**Fragmento:**
+-------+

Hace semanas que vengo intentando escribir este posteo, buscando que sea honesto, claro y medianamente breve. Esto último no creo haberlo logrado.Esta reflexión trata sobre la victimización que MEO ha construido en torno a su retorno a Chile del exilio en Francia y, concretamente, sobre su paso por el colegio Alianza Francesa. Fui contemporáneo suyo en ese colegio (lo he vuelto a cruzar en otras etapas de su vida) y los recuerdos que tengo de él, de esa época y de esa institución desmienten sus aseveraciones. Con esta misma certeza, hace algunos días, una ex alumna lo encaró en televisión, en el programa “las cuatro caras de la moneda”. No tuve oportunidad de ver ese programa ni he podido encontrarlo en internet pero intuyo que existe alguna sintonía entre mi análisis y el suyo.
Contrariamente a lo que MEO dice, la Alianza Francesa no era un colegio conservador. Era, y debe seguirlo siendo, un colegio eminentemente burgués, muy exigente académicamente y celoso de la disciplina escolar. Ahí también se respiraba la dictadura a pesar de ser una suerte de burbuja bi-nacional, estaban prohibidos la organización estudiantil y el proselitismo político, y quienes éramos alumnos y veníamos de familias comprometidas con la oposición, que no éramos pocos, nos movíamos dentro de una discreta red de solidaridad y complicidades que involucraba a profesores, inspectores, administrativos y apoderados que se reunían en secreto, que engrosaban marchas y manifestaciones públicas, y que se dateaban sobre determinados personajes sospechosos de colaborar con la CNI. Como en cualquier otro colegio y liceo chileno por entonces.
Pero a diferencia de cualquier liceo en esos años, y de la gran mayoría de los colegios privados, en la Alianza Francesa se aprendía a ser librepensador y se fomentaban el debate pedagógico y la honestidad intelectual. Para un país donde imperaba una dictadura de hierro, honrar sistemáticamente el mito libertario de la Revolución Francesa no era poca cosa: trazaba el camino de un desenlace lógico que era la valoración de la justicia y la rebeldía estudiantil. El conflicto se producía al querer sacar ese espíritu crítico, democrático y reivindicativo de las aulas hacia el patio.

+-------+

Datos de anotación por puntos:

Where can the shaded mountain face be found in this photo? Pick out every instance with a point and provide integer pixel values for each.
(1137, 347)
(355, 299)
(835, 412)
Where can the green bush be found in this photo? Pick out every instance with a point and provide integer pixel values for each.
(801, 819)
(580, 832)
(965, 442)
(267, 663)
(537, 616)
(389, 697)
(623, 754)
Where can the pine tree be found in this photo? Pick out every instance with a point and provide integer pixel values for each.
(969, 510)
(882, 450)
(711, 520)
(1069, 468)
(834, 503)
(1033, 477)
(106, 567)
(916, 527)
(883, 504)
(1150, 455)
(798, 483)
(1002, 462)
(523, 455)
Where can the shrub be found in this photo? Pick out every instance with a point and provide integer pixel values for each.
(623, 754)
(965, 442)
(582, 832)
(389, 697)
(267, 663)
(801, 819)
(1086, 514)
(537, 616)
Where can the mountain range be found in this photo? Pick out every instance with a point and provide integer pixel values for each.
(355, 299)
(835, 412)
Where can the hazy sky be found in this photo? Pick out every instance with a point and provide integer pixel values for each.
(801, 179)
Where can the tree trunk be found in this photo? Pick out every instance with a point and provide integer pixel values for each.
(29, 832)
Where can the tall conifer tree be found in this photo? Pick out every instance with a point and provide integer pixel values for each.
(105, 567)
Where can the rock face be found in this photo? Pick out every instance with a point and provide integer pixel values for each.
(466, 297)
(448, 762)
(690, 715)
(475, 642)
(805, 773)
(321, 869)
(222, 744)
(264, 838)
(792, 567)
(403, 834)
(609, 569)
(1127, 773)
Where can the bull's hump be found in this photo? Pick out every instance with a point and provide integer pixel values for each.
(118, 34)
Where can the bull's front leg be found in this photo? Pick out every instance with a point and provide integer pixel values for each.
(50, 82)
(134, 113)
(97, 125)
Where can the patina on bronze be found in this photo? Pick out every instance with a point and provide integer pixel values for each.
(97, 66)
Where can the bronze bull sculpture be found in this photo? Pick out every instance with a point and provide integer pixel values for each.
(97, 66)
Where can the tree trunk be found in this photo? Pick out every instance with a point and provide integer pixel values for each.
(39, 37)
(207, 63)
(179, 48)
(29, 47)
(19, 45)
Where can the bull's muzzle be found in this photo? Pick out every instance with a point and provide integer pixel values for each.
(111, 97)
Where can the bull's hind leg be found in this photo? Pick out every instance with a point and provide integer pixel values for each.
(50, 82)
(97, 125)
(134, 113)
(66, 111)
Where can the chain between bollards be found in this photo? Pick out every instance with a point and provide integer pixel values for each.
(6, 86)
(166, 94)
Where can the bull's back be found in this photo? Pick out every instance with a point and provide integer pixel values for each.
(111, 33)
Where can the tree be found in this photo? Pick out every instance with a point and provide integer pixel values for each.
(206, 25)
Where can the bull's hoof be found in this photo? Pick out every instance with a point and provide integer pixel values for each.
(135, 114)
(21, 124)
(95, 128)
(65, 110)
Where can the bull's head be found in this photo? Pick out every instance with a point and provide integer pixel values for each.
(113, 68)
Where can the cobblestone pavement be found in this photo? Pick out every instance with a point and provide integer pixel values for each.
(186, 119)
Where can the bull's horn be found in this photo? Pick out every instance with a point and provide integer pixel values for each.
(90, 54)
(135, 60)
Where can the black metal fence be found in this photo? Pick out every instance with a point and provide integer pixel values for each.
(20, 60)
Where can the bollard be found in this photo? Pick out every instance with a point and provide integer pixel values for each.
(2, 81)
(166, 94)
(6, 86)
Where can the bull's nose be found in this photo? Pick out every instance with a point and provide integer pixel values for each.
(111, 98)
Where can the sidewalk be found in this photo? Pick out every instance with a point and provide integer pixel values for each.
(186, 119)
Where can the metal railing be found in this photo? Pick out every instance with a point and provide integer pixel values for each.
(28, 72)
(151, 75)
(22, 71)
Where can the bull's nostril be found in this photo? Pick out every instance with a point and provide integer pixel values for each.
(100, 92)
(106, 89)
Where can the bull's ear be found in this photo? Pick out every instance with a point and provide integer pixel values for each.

+-------+

**Enunciado:**
¿Puedes devolver íntegro el fragmento sobre el colegio Alianza Francesa, sin cambiar nada? Los ítems no hacen falta aquí.

**Respuesta desarrollada:**
Hace semanas que vengo intentando escribir este posteo, buscando que sea honesto, claro y medianamente breve. Esto último no creo haberlo logrado.Esta reflexión trata sobre la victimización que MEO ha construido en torno a su retorno a Chile del exilio en Francia y, concretamente, sobre su paso por el colegio Alianza Francesa. Fui contemporáneo suyo en ese colegio (lo he vuelto a cruzar en otras etapas de su vida) y los recuerdos que tengo de él, de esa época y de esa institución desmienten sus aseveraciones. Con esta misma certeza, hace algunos días, una ex alumna lo encaró en televisión, en el programa “las cuatro caras de la moneda”. No tuve oportunidad de ver ese programa ni he podido encontrarlo en internet pero intuyo que existe alguna sintonía entre mi análisis y el suyo.
Contrariamente a lo que MEO dice, la Alianza Francesa no era un colegio conservador. Era, y debe seguirlo siendo, un colegio eminentemente burgués, muy exigente académicamente y celoso de la disciplina escolar. Ahí también se respiraba la dictadura a pesar de ser una suerte de burbuja bi-nacional, estaban prohibidos la organización estudiantil y el proselitismo político, y quienes éramos alumnos y veníamos de familias comprometidas con la oposición, que no éramos pocos, nos movíamos dentro de una discreta red de solidaridad y complicidades que involucraba a profesores, inspectores, administrativos y apoderados que se reunían en secreto, que engrosaban marchas y manifestaciones públicas, y que se dateaban sobre determinados personajes sospechosos de colaborar con la CNI. Como en cualquier otro colegio y liceo chileno por entonces.
Pero a diferencia de cualquier liceo en esos años, y de la gran mayoría de los colegios privados, en la Alianza Francesa se aprendía a ser librepensador y se fomentaban el debate pedagógico y la honestidad intelectual. Para un país donde imperaba una dictadura de hierro, honrar sistemáticamente el mito libertario de la Revolución Francesa no era poca cosa: trazaba el camino de un desenlace lógico que era la valoración de la justicia y la rebeldía estudiantil. El conflicto se producía al querer sacar ese espíritu crítico, democrático y reivindicativo de las aulas hacia el patio.